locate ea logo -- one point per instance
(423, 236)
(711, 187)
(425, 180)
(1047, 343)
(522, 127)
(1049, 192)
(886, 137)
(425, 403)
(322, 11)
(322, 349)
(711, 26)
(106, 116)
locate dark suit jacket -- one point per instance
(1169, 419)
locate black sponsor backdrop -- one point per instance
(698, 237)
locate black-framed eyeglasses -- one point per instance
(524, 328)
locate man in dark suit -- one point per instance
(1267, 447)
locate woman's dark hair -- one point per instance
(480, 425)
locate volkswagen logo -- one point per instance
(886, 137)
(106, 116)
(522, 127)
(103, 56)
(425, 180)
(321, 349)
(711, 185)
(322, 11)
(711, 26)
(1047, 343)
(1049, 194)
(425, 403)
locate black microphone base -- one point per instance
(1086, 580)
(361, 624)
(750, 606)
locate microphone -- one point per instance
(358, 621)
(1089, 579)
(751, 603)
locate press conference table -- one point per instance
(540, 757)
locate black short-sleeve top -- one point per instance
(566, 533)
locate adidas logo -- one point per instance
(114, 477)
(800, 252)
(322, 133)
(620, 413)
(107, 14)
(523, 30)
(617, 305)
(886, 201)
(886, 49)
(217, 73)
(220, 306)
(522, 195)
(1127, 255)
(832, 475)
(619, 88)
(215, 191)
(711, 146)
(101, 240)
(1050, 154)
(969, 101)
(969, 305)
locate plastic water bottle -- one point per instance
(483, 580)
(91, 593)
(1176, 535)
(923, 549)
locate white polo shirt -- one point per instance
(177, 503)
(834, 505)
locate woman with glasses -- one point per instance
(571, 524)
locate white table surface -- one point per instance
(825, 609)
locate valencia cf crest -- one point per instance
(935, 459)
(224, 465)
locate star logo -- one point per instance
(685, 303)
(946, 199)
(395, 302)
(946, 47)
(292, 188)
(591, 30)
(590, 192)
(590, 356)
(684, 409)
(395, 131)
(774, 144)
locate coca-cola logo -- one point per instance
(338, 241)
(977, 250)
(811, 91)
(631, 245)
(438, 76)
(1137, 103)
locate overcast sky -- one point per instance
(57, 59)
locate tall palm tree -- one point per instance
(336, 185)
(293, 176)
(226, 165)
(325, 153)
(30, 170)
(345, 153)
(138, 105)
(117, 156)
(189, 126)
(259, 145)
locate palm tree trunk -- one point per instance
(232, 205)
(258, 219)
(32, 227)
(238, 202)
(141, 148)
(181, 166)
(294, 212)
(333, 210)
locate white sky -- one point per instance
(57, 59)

+++

§ GIVEN EXERCISE
Copy out all the items above again, switching every "locate" to "point to" and leaving everything else unchanged.

§ EXERCISE RESULT
point to ea logo -- one point per instance
(423, 236)
(711, 187)
(425, 180)
(1047, 343)
(522, 127)
(1049, 192)
(886, 137)
(425, 403)
(322, 11)
(322, 349)
(711, 26)
(106, 116)
point to dark suit jacket -- one point per instance
(1169, 419)
point to black sponsor backdrop -- one point per instance
(698, 237)
point to black-framed eyeglasses -- one point per instance
(524, 328)
point to man in dark suit -- one point per instance
(1267, 447)
point to woman's dark hair -- one point per instance
(480, 425)
point to volkswagen logo -- one point per instance
(886, 137)
(106, 116)
(522, 127)
(103, 56)
(425, 180)
(321, 349)
(711, 185)
(322, 11)
(711, 26)
(1047, 343)
(1049, 194)
(425, 403)
point to black microphone base -- one point per instance
(1086, 580)
(361, 624)
(750, 606)
point to microphone -- one point per instance
(358, 621)
(1089, 579)
(751, 603)
point to press conference table -- one point per instance
(540, 757)
point to black short-sleeve top -- one point per instance
(566, 533)
point to adidas logo -- one point per instance
(114, 477)
(800, 252)
(322, 133)
(620, 413)
(107, 14)
(523, 30)
(617, 305)
(886, 201)
(886, 49)
(217, 73)
(220, 306)
(522, 195)
(1127, 255)
(832, 475)
(619, 88)
(215, 191)
(711, 146)
(101, 240)
(1050, 154)
(969, 101)
(969, 305)
point to plastic water bottle -- one point per instance
(483, 580)
(91, 593)
(1176, 535)
(923, 549)
point to white polo shirt -- one point per instance
(177, 503)
(834, 505)
point to woman with glasses -- one point per instance
(571, 524)
point to white table surface -- one point per instance
(825, 609)
point to valencia cf crest -- one point per instance
(935, 459)
(224, 465)
point to star logo -- one point per instance
(685, 303)
(946, 199)
(395, 302)
(946, 47)
(292, 188)
(591, 30)
(590, 192)
(590, 356)
(684, 409)
(395, 131)
(774, 144)
point to coca-cola logo -- one point per instance
(338, 241)
(977, 250)
(811, 91)
(631, 245)
(438, 76)
(1137, 103)
point to overcast sky -- one point per instance
(57, 59)
point to tall palm tree -- one point per instance
(336, 185)
(293, 176)
(226, 165)
(325, 153)
(30, 170)
(345, 153)
(138, 105)
(117, 156)
(189, 126)
(259, 145)
point to palm tree trunk -- one point per instance
(232, 205)
(258, 219)
(32, 227)
(238, 202)
(141, 148)
(181, 166)
(294, 212)
(333, 210)
point to white sky -- one point per instance
(57, 59)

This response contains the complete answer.